Part of a data file:
===============
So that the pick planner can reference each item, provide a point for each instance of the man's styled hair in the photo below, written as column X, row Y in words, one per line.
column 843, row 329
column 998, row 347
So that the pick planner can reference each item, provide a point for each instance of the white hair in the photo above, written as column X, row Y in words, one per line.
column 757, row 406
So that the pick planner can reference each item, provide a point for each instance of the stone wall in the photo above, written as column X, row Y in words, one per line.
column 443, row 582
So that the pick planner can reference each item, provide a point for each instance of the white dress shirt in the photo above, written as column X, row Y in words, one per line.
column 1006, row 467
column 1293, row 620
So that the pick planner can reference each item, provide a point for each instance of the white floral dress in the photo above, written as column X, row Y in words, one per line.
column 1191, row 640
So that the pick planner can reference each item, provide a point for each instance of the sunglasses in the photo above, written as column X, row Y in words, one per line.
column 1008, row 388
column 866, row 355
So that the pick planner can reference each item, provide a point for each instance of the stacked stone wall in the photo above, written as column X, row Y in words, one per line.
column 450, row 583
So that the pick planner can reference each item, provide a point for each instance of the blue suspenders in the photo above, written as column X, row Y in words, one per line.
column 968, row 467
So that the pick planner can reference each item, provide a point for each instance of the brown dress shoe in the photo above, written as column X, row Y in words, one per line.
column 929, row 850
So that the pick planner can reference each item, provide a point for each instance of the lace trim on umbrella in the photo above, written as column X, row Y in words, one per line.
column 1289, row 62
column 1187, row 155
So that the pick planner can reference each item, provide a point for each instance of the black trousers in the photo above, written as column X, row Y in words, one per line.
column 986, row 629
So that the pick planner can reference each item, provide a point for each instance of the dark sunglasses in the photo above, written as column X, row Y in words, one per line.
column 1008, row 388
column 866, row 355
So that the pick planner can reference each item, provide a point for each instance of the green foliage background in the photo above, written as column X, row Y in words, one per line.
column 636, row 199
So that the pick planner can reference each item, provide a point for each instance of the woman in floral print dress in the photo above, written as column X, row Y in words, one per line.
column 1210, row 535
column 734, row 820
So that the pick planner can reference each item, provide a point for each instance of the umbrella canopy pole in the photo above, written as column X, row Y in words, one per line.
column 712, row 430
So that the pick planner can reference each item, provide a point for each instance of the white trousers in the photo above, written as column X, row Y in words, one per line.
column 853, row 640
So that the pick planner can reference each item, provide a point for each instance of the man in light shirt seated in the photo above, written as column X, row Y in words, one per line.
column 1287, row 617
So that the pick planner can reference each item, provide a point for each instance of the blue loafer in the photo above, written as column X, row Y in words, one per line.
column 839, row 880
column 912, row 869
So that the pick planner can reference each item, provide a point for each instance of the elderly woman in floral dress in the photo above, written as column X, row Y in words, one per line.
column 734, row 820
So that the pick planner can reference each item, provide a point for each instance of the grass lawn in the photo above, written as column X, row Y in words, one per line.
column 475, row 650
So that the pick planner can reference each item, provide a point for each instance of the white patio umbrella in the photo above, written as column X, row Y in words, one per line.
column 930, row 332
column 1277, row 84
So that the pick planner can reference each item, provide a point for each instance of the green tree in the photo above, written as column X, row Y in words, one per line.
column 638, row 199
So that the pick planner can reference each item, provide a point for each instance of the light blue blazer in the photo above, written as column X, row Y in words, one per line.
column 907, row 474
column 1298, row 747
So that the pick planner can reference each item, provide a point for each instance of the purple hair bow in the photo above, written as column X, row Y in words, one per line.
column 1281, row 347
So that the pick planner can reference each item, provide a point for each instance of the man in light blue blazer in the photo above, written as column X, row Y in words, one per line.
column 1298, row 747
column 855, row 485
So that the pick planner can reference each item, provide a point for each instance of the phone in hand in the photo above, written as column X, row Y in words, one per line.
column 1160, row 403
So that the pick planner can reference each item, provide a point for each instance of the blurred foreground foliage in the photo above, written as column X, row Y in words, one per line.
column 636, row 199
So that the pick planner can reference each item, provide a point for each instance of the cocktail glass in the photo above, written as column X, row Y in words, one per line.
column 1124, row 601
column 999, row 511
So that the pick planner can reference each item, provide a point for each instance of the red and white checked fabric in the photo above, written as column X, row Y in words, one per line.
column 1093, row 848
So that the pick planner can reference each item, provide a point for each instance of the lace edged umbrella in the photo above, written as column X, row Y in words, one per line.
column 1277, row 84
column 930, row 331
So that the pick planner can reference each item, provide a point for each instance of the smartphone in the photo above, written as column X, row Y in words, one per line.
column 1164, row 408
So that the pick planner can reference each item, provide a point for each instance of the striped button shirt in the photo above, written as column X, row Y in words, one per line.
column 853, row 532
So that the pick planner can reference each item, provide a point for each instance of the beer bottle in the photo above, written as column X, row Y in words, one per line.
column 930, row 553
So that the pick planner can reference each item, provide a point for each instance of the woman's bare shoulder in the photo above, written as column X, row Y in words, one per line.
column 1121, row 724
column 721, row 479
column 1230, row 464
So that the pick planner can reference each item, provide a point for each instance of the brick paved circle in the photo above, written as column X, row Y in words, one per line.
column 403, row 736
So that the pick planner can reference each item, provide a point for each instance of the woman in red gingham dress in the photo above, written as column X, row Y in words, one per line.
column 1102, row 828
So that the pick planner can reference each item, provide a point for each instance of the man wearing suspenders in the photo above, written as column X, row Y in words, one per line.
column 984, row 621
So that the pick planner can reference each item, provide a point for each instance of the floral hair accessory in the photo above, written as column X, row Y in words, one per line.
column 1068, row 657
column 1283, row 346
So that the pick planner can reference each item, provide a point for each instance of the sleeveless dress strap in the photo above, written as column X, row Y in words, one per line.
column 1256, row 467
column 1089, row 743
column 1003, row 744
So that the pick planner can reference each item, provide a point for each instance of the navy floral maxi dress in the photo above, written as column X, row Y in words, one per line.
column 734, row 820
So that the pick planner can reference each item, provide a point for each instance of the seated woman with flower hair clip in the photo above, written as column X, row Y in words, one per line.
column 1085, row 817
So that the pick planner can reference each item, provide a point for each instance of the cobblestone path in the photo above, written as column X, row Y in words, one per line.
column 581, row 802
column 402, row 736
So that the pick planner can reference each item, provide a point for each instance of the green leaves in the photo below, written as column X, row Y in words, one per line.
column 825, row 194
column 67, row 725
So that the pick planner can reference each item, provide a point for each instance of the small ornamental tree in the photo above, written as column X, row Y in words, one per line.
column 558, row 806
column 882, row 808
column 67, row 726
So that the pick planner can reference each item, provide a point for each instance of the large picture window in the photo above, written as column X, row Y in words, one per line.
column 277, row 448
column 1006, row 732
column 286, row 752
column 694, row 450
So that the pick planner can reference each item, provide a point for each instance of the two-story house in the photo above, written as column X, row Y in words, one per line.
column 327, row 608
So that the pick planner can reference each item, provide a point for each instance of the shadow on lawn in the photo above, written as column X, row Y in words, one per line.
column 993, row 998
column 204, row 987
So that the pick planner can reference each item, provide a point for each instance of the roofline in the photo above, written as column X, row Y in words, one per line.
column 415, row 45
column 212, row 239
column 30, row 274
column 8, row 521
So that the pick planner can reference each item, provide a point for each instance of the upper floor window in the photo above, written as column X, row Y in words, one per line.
===============
◆ **Aim of the exercise**: Copy the entries word for word, from the first line through the line containing "column 986, row 629", with both of those lines included.

◆ **Solution to the exercise**:
So that the pick planner can reference each item, provide a point for each instance of the man's styled hair in the photo below, written as column X, row Y in words, one per line.
column 843, row 329
column 998, row 347
So that the pick planner can reference each item, provide a point for each instance of the white hair in the photo above, written as column X, row Y in words, one per line.
column 757, row 406
So that the pick planner can reference each item, provide a point for each instance of the stone wall in the photo above, written as column X, row Y in words, one per line.
column 443, row 582
So that the pick planner can reference each item, provide a point for each instance of the white dress shirt in the photo above, written as column X, row Y in words, one per line.
column 1006, row 467
column 1293, row 620
So that the pick planner can reference each item, provide a point for each instance of the white floral dress in the photo above, written as column X, row Y in words, one per line.
column 1191, row 640
So that the pick planner can reference each item, provide a point for each instance of the sunglasses in the photo above, written as column X, row Y in words, one per line.
column 1008, row 388
column 866, row 355
So that the pick planner can reference each item, provide a point for each instance of the stacked stone wall in the photo above, written as column X, row Y in words, one per line.
column 450, row 583
So that the pick planner can reference each item, provide a point for each instance of the blue suspenders in the photo above, written as column X, row Y in words, one per line.
column 968, row 467
So that the pick planner can reference each item, provide a point for each instance of the brown dress shoe in the photo above, written as column X, row Y in words, one per line.
column 929, row 850
So that the pick planner can reference each item, provide a point for each instance of the lace trim on umbrella in the photo above, written as column X, row Y in words, one per line.
column 1289, row 62
column 1187, row 155
So that the pick planner can reference each item, provide a point for each instance of the black trousers in the photo above, written as column X, row Y in words, one per line.
column 986, row 629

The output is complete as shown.